_Source passage:_
/---
Today is the birthday of West Hollywood’s openly gay, openly HIV positive Mayor John Duran. It is also the 20th anniversary of the AB 101 protests over Gov. Pete Wilson’s veto of that gay rights bill, which Duran wrote with Assemblymember Terry Friedman and Wilson had promised to sign. The weeks-long street protest that erupted over that betrayal was a benchmark in LGBT history in which many activists who soon died from AIDS participated, such as artist Cory Roberts. To commemorate both, I’ve re-posted a piece Duran wrote two years ago marking the date.
Musings from WeHo: The Last Time We Took to the Streets
By John Duran
(Karen’s Note: Most people know John Duran as a smart and flirtatious West Hollywood City Councilmember. But early in his career as a civil right attorney, John stood up to the rabidly antigay Rev. Lou Sheldon of the Traditional Values Coalition. In 1989, John had to be escorted out of the Santa Ana City Chambers after he successfully argued for a permit allowing Orange County’s first gay pride parade and Sheldon and his minions surround John and screamed “Out Satan! OUT!” Later the White Aryan Resistance defaced and tried to burn down John’s law office. It takes courage to defy constant intimidation from bullies whether from the pulpit for the legislature or down the street. John’s story about AB 101, the California gay civil rights bill that was vetoed in 1991, reflects a turning point in the lives of many LGBT people in California at a time when gay men were just trying to stay alive. So thanks – and Happy Birthday, John!)
So my friend Karen Ocamb asked me to join her blog. I guess it was inevitable. We have been sharing history for the past 20 years since we met in 1989 when she asked me to help her figure out Lou Sheldon’s tax records. And I have been threatening to write a book for years about all the good and bad times of the past. But of course – never finding the time to sit down and write because this writer’s mental quill is still recording the events of today. So – this seems to be an intermediate solution. To capture some of the time – bit by bit – on Karen’s blog.
\---
_Assigned task:_ Please say whether each statement agrees with the AB 101 post, answering yes or no and quoting the words from the post that decide it: (a) Duran wrote AB 101 together with Terry Friedman. (b) Duran and Karen Ocamb first met in 1991. (c) The White Aryan Resistance defaced Duran's law office. You don't need the items for this.

_Exercise data:_
/---
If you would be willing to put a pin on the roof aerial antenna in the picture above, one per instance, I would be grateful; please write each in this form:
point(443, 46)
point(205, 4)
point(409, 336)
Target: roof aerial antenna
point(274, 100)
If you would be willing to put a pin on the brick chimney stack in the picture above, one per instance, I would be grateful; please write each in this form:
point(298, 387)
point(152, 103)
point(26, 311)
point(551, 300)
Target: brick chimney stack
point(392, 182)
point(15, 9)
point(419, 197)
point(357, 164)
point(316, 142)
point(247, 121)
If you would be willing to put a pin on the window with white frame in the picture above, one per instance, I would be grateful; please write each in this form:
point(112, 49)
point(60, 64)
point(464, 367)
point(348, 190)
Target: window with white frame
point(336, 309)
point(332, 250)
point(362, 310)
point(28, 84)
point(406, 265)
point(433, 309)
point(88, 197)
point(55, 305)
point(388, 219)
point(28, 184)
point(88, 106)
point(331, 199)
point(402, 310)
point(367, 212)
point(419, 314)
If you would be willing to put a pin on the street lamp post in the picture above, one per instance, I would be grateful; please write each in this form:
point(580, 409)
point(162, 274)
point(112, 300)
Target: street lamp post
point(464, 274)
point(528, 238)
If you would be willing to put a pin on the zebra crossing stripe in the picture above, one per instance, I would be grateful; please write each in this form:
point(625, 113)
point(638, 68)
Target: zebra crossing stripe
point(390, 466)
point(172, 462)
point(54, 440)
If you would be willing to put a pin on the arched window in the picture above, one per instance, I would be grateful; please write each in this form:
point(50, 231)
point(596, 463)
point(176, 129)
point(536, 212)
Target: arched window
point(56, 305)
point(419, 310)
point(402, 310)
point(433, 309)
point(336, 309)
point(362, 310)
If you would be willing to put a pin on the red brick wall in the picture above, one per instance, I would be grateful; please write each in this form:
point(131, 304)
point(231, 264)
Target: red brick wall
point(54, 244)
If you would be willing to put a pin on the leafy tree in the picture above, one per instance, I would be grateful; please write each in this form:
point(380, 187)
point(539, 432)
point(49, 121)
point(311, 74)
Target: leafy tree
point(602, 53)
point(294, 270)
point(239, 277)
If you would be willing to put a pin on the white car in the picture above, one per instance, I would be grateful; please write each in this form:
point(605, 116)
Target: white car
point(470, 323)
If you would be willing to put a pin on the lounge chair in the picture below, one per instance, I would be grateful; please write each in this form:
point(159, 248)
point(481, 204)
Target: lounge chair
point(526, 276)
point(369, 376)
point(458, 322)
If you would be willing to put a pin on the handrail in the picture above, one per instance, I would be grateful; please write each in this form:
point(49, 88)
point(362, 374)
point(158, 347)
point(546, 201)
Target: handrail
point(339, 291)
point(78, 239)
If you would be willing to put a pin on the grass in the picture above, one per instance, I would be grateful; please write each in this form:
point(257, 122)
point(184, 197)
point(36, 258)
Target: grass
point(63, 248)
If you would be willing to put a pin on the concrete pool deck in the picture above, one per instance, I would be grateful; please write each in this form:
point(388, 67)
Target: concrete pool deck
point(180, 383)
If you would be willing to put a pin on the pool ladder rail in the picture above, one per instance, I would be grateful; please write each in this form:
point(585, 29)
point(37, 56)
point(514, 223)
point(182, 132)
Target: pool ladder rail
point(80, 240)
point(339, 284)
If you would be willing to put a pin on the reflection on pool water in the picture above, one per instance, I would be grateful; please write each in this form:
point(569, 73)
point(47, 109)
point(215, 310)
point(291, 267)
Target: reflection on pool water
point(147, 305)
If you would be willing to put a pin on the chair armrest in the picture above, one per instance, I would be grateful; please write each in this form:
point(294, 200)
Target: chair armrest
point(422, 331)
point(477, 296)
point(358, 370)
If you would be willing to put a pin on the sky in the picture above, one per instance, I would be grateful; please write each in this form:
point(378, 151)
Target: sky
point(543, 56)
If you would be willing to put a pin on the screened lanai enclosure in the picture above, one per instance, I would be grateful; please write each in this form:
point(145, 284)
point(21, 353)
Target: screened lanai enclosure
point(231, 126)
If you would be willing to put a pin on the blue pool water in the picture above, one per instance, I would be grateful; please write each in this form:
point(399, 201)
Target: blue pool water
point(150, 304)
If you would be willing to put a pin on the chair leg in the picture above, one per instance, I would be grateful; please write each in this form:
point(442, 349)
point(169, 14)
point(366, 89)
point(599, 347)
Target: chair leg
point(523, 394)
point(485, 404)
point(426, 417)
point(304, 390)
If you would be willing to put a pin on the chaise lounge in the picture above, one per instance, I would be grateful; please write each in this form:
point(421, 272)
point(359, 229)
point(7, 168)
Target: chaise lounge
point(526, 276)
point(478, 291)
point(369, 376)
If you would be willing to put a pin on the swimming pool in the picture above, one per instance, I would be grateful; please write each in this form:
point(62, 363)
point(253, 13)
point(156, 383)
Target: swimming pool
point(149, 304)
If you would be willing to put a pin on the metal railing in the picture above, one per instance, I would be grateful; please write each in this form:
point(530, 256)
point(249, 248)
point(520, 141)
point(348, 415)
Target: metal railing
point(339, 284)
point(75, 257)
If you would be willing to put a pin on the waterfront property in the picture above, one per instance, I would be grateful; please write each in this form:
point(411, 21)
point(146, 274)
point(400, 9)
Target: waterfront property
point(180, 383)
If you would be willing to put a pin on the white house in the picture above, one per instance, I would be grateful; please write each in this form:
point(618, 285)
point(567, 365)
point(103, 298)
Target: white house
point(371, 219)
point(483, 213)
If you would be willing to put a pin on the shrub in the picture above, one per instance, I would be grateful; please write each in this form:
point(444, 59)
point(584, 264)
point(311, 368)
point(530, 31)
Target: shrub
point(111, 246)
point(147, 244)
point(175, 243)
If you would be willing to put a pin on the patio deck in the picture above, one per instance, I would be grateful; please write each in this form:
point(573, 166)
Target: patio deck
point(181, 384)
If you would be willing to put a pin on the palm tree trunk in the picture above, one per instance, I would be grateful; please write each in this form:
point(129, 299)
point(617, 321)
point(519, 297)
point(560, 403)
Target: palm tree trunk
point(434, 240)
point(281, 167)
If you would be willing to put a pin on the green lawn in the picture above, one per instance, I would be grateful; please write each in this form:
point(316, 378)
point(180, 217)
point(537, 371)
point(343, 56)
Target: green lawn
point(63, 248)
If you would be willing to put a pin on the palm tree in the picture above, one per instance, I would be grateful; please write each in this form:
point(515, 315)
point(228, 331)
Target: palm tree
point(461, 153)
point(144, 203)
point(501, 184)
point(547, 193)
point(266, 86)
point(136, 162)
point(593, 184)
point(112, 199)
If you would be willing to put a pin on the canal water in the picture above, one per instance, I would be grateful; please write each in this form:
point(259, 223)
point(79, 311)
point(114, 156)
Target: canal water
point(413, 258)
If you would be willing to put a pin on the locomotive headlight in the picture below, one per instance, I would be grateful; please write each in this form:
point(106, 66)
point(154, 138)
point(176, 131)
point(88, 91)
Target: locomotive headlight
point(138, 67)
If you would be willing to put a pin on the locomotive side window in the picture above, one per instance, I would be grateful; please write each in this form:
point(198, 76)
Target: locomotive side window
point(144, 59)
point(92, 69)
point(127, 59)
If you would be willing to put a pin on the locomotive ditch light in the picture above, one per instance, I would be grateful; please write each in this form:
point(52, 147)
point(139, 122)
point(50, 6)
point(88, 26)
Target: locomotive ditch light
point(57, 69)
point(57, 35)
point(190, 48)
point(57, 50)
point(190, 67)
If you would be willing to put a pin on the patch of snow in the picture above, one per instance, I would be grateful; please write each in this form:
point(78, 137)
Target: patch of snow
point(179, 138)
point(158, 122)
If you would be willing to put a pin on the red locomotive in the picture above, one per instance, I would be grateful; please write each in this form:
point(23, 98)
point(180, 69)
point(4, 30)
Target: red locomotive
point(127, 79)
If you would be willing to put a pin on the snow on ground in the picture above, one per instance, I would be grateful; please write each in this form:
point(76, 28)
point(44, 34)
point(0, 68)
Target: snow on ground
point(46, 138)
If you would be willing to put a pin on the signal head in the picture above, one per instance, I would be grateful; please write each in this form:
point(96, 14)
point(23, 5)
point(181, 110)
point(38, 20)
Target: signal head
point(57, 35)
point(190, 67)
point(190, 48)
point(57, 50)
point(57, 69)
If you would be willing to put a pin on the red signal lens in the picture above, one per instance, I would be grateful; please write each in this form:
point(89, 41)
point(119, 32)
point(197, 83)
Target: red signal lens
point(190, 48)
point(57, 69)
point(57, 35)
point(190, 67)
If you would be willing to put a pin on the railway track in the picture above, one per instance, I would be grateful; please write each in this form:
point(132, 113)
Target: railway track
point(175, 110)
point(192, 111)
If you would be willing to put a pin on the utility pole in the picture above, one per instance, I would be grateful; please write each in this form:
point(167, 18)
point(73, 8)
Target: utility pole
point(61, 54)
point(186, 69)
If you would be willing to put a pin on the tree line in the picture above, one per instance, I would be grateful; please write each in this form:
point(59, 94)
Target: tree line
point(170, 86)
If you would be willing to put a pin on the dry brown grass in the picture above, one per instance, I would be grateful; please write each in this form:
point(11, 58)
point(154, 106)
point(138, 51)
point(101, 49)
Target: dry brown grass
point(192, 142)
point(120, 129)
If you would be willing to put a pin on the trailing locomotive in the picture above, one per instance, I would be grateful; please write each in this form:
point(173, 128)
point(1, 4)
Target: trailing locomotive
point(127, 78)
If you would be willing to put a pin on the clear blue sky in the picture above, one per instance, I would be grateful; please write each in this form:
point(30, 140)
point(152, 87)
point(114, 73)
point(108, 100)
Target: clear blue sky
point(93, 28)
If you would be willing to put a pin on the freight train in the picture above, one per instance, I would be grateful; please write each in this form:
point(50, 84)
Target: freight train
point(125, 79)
\---
_Answer below:_
(a) Yes: "which Duran wrote with Assemblymember Terry Friedman"
(b) No: "since we met in 1989"
(c) Yes: "Later the White Aryan Resistance defaced and tried to burn down John’s law office."